PROBLEM =
Update the rows below by changing "Mark all instances" to "Box every instance" wherever it appears, leaving everything else unchanged. Omit the pictures from your output.

MATERIAL PROVIDED =
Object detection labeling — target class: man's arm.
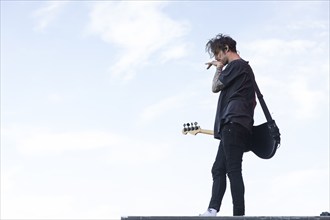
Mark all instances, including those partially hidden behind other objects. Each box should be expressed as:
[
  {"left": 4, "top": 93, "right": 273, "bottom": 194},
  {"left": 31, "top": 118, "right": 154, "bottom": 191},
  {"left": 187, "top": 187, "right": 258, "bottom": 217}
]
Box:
[{"left": 212, "top": 66, "right": 224, "bottom": 93}]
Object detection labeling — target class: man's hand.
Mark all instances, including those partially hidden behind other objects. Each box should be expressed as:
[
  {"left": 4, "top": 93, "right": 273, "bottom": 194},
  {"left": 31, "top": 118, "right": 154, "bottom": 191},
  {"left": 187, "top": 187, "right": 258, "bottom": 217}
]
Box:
[{"left": 205, "top": 60, "right": 224, "bottom": 69}]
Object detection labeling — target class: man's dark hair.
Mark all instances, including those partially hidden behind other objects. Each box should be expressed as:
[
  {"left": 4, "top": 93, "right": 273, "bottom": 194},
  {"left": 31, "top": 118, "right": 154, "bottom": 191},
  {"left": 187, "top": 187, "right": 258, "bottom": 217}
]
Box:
[{"left": 205, "top": 34, "right": 237, "bottom": 57}]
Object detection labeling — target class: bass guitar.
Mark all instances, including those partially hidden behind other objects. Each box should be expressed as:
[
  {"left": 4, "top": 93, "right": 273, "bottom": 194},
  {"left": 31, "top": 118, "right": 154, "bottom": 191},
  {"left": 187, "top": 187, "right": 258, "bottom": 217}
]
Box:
[{"left": 182, "top": 122, "right": 277, "bottom": 159}]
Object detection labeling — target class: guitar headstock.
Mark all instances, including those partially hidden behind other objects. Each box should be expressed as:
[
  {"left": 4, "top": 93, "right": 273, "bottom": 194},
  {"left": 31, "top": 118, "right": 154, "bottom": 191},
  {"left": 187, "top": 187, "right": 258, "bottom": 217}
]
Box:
[{"left": 182, "top": 122, "right": 201, "bottom": 135}]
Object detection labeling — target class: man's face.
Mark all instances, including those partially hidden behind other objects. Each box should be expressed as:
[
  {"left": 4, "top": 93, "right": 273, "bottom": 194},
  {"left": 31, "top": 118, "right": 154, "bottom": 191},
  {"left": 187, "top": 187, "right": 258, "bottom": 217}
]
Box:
[{"left": 214, "top": 50, "right": 228, "bottom": 65}]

THE REPLY =
Object detection labeling — target class: man's arm.
Box every instance, including those partially hidden behind other objects. Each box should be expressed as:
[
  {"left": 4, "top": 93, "right": 273, "bottom": 194},
  {"left": 31, "top": 118, "right": 154, "bottom": 191},
  {"left": 187, "top": 187, "right": 258, "bottom": 217}
]
Box:
[{"left": 212, "top": 66, "right": 224, "bottom": 93}]
Object detection labeling — target class: man's hand.
Box every instance, including those partially hidden behind other objects. Each box should be expressed as:
[
  {"left": 4, "top": 93, "right": 273, "bottom": 194},
  {"left": 31, "top": 118, "right": 154, "bottom": 191},
  {"left": 187, "top": 187, "right": 258, "bottom": 217}
]
Box:
[{"left": 205, "top": 60, "right": 224, "bottom": 69}]
Object detection labeling — target class: man's dark hair.
Box every instance, including those partially hidden behind other objects. Each box should be expressed as:
[
  {"left": 4, "top": 93, "right": 273, "bottom": 194},
  {"left": 31, "top": 118, "right": 154, "bottom": 191},
  {"left": 187, "top": 187, "right": 258, "bottom": 217}
]
Box:
[{"left": 205, "top": 34, "right": 237, "bottom": 57}]
Object detection labeling — target class: bass guitar.
Box every instance, including those partially hidden behind other objects. Each box should be expressed as:
[
  {"left": 4, "top": 93, "right": 273, "bottom": 194},
  {"left": 31, "top": 118, "right": 154, "bottom": 191},
  {"left": 187, "top": 187, "right": 258, "bottom": 217}
]
Box:
[{"left": 182, "top": 122, "right": 277, "bottom": 159}]
Object detection labeling — target class: guitar headstock.
Box every instance, including those partially hidden behind other objects. Each box should be expressed as:
[
  {"left": 4, "top": 93, "right": 273, "bottom": 194},
  {"left": 31, "top": 118, "right": 154, "bottom": 191},
  {"left": 187, "top": 187, "right": 258, "bottom": 217}
]
Box:
[{"left": 182, "top": 122, "right": 201, "bottom": 135}]
Object detection labeling — target class: man's face.
Box every instance, including those partially hidden behind other objects. Each box should be expressed as:
[
  {"left": 4, "top": 93, "right": 273, "bottom": 194},
  {"left": 31, "top": 118, "right": 154, "bottom": 191},
  {"left": 187, "top": 187, "right": 258, "bottom": 217}
]
Box:
[{"left": 214, "top": 50, "right": 228, "bottom": 65}]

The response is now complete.